EXCERPTED DATA
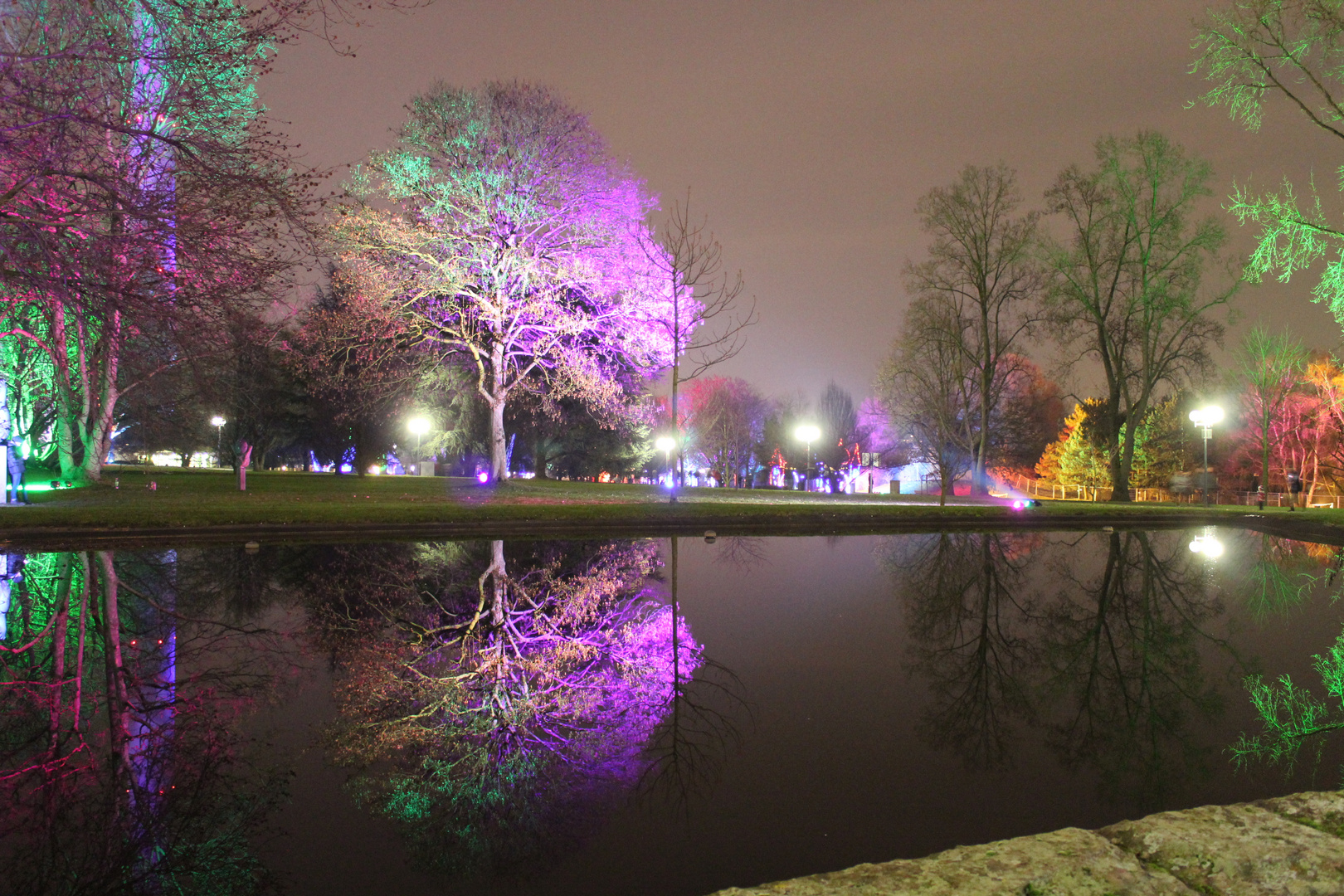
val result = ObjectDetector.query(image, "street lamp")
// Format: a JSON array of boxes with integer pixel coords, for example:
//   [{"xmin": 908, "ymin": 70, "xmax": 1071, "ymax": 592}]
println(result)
[
  {"xmin": 406, "ymin": 416, "xmax": 430, "ymax": 475},
  {"xmin": 793, "ymin": 423, "xmax": 821, "ymax": 492},
  {"xmin": 210, "ymin": 414, "xmax": 228, "ymax": 466},
  {"xmin": 653, "ymin": 436, "xmax": 676, "ymax": 488},
  {"xmin": 1190, "ymin": 404, "xmax": 1223, "ymax": 506}
]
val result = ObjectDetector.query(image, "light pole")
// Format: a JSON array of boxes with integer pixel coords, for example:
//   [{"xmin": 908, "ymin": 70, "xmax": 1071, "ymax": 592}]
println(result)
[
  {"xmin": 1190, "ymin": 404, "xmax": 1223, "ymax": 506},
  {"xmin": 793, "ymin": 423, "xmax": 821, "ymax": 492},
  {"xmin": 210, "ymin": 414, "xmax": 228, "ymax": 466},
  {"xmin": 406, "ymin": 416, "xmax": 429, "ymax": 475},
  {"xmin": 653, "ymin": 436, "xmax": 676, "ymax": 488}
]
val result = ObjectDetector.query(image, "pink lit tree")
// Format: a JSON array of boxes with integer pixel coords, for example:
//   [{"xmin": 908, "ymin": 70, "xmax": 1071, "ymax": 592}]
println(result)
[{"xmin": 334, "ymin": 83, "xmax": 670, "ymax": 481}]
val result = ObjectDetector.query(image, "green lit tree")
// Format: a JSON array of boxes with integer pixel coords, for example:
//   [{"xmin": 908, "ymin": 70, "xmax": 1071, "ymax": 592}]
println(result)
[
  {"xmin": 1045, "ymin": 132, "xmax": 1239, "ymax": 501},
  {"xmin": 1195, "ymin": 0, "xmax": 1344, "ymax": 324},
  {"xmin": 1231, "ymin": 634, "xmax": 1344, "ymax": 774},
  {"xmin": 904, "ymin": 164, "xmax": 1045, "ymax": 494}
]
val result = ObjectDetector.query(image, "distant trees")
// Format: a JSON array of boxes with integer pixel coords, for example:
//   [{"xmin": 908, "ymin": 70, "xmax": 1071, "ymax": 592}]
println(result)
[
  {"xmin": 645, "ymin": 189, "xmax": 757, "ymax": 501},
  {"xmin": 816, "ymin": 382, "xmax": 863, "ymax": 494},
  {"xmin": 1195, "ymin": 0, "xmax": 1344, "ymax": 335},
  {"xmin": 875, "ymin": 297, "xmax": 976, "ymax": 504},
  {"xmin": 904, "ymin": 164, "xmax": 1045, "ymax": 494},
  {"xmin": 1234, "ymin": 326, "xmax": 1307, "ymax": 489},
  {"xmin": 687, "ymin": 376, "xmax": 770, "ymax": 486},
  {"xmin": 0, "ymin": 2, "xmax": 321, "ymax": 480},
  {"xmin": 989, "ymin": 354, "xmax": 1064, "ymax": 480},
  {"xmin": 1045, "ymin": 133, "xmax": 1238, "ymax": 501},
  {"xmin": 334, "ymin": 83, "xmax": 670, "ymax": 480}
]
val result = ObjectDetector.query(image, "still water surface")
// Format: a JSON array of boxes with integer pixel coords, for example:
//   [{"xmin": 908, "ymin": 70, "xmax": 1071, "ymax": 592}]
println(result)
[{"xmin": 0, "ymin": 529, "xmax": 1344, "ymax": 896}]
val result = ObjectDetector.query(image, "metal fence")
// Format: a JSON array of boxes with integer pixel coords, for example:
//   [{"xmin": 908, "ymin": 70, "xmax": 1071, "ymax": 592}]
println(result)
[{"xmin": 993, "ymin": 473, "xmax": 1344, "ymax": 509}]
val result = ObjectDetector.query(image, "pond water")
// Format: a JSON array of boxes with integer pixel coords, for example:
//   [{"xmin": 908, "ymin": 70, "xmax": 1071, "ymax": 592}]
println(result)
[{"xmin": 0, "ymin": 529, "xmax": 1344, "ymax": 896}]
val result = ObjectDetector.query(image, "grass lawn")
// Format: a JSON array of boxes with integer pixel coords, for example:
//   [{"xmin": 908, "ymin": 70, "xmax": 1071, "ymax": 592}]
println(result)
[{"xmin": 0, "ymin": 466, "xmax": 1344, "ymax": 550}]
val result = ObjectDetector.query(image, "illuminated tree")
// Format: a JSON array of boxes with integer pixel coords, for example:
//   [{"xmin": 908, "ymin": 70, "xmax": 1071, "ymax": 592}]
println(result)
[
  {"xmin": 0, "ymin": 552, "xmax": 292, "ymax": 896},
  {"xmin": 1195, "ymin": 0, "xmax": 1344, "ymax": 324},
  {"xmin": 334, "ymin": 83, "xmax": 670, "ymax": 481},
  {"xmin": 309, "ymin": 542, "xmax": 700, "ymax": 870},
  {"xmin": 876, "ymin": 295, "xmax": 977, "ymax": 505},
  {"xmin": 1235, "ymin": 326, "xmax": 1307, "ymax": 489},
  {"xmin": 0, "ymin": 2, "xmax": 319, "ymax": 480},
  {"xmin": 904, "ymin": 165, "xmax": 1045, "ymax": 494},
  {"xmin": 1045, "ymin": 133, "xmax": 1238, "ymax": 501},
  {"xmin": 989, "ymin": 354, "xmax": 1064, "ymax": 470},
  {"xmin": 816, "ymin": 382, "xmax": 863, "ymax": 494},
  {"xmin": 685, "ymin": 376, "xmax": 770, "ymax": 488},
  {"xmin": 645, "ymin": 189, "xmax": 757, "ymax": 503}
]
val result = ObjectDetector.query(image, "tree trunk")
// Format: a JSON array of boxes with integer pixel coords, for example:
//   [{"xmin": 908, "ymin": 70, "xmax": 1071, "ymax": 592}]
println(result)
[
  {"xmin": 533, "ymin": 436, "xmax": 548, "ymax": 480},
  {"xmin": 668, "ymin": 359, "xmax": 685, "ymax": 504},
  {"xmin": 1261, "ymin": 405, "xmax": 1270, "ymax": 492},
  {"xmin": 98, "ymin": 551, "xmax": 130, "ymax": 775},
  {"xmin": 488, "ymin": 345, "xmax": 508, "ymax": 484},
  {"xmin": 490, "ymin": 542, "xmax": 508, "ymax": 627}
]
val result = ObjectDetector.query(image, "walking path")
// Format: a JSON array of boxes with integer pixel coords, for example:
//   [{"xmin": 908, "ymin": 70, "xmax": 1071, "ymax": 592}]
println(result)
[{"xmin": 713, "ymin": 792, "xmax": 1344, "ymax": 896}]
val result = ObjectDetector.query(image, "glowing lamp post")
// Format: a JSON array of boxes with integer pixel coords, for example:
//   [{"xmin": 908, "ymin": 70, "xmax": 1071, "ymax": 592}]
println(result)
[
  {"xmin": 406, "ymin": 416, "xmax": 429, "ymax": 473},
  {"xmin": 1190, "ymin": 404, "xmax": 1223, "ymax": 506},
  {"xmin": 210, "ymin": 414, "xmax": 228, "ymax": 466},
  {"xmin": 653, "ymin": 436, "xmax": 676, "ymax": 486},
  {"xmin": 793, "ymin": 423, "xmax": 821, "ymax": 492}
]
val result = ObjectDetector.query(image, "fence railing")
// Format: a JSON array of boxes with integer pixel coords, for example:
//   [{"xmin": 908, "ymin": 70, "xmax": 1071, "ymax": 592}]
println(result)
[{"xmin": 992, "ymin": 473, "xmax": 1344, "ymax": 509}]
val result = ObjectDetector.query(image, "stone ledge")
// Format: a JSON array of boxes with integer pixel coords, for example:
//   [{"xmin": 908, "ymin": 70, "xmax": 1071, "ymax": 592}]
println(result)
[{"xmin": 713, "ymin": 792, "xmax": 1344, "ymax": 896}]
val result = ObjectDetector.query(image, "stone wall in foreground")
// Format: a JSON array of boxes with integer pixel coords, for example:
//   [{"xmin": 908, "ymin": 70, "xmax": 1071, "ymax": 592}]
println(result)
[{"xmin": 713, "ymin": 792, "xmax": 1344, "ymax": 896}]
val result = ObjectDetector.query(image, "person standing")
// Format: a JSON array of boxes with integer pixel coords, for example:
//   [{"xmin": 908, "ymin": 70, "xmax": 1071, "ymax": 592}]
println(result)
[{"xmin": 5, "ymin": 439, "xmax": 28, "ymax": 504}]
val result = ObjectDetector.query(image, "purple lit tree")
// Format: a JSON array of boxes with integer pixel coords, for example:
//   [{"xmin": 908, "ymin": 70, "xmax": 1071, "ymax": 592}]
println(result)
[
  {"xmin": 322, "ymin": 542, "xmax": 700, "ymax": 870},
  {"xmin": 334, "ymin": 83, "xmax": 670, "ymax": 481}
]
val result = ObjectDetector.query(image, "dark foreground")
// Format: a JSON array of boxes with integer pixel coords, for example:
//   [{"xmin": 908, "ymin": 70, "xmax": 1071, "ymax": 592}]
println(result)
[{"xmin": 715, "ymin": 791, "xmax": 1344, "ymax": 896}]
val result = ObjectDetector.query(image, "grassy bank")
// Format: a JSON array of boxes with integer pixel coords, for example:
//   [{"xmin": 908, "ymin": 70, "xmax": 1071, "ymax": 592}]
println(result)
[{"xmin": 0, "ymin": 467, "xmax": 1344, "ymax": 550}]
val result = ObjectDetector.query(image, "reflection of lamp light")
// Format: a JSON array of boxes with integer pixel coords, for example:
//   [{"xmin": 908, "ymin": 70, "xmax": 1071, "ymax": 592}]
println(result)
[
  {"xmin": 210, "ymin": 414, "xmax": 228, "ymax": 466},
  {"xmin": 1190, "ymin": 532, "xmax": 1223, "ymax": 560},
  {"xmin": 653, "ymin": 436, "xmax": 676, "ymax": 488},
  {"xmin": 1190, "ymin": 404, "xmax": 1223, "ymax": 504},
  {"xmin": 793, "ymin": 423, "xmax": 821, "ymax": 492}
]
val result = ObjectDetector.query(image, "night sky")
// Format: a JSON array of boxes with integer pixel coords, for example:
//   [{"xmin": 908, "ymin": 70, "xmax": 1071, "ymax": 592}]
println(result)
[{"xmin": 261, "ymin": 0, "xmax": 1340, "ymax": 397}]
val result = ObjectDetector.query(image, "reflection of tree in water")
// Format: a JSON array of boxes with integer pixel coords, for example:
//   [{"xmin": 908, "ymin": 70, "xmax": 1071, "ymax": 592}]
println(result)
[
  {"xmin": 640, "ymin": 534, "xmax": 747, "ymax": 811},
  {"xmin": 1230, "ymin": 536, "xmax": 1344, "ymax": 777},
  {"xmin": 0, "ymin": 552, "xmax": 293, "ymax": 894},
  {"xmin": 309, "ymin": 542, "xmax": 700, "ymax": 870},
  {"xmin": 1227, "ymin": 533, "xmax": 1340, "ymax": 618},
  {"xmin": 883, "ymin": 532, "xmax": 1039, "ymax": 767},
  {"xmin": 1039, "ymin": 532, "xmax": 1235, "ymax": 809},
  {"xmin": 887, "ymin": 532, "xmax": 1236, "ymax": 807}
]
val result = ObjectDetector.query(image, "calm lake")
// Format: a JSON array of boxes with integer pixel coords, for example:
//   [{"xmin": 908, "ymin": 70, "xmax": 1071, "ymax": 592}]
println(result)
[{"xmin": 0, "ymin": 529, "xmax": 1344, "ymax": 896}]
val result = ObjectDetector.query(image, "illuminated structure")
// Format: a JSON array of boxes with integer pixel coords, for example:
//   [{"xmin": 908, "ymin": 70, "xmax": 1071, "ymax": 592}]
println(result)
[
  {"xmin": 1190, "ymin": 404, "xmax": 1223, "ymax": 506},
  {"xmin": 793, "ymin": 423, "xmax": 821, "ymax": 492}
]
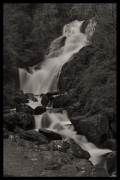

AIM OF THE TASK
Count the lines in the items above that contain the word "illuminated". Give only the number.

SOLVED EXERCISE
2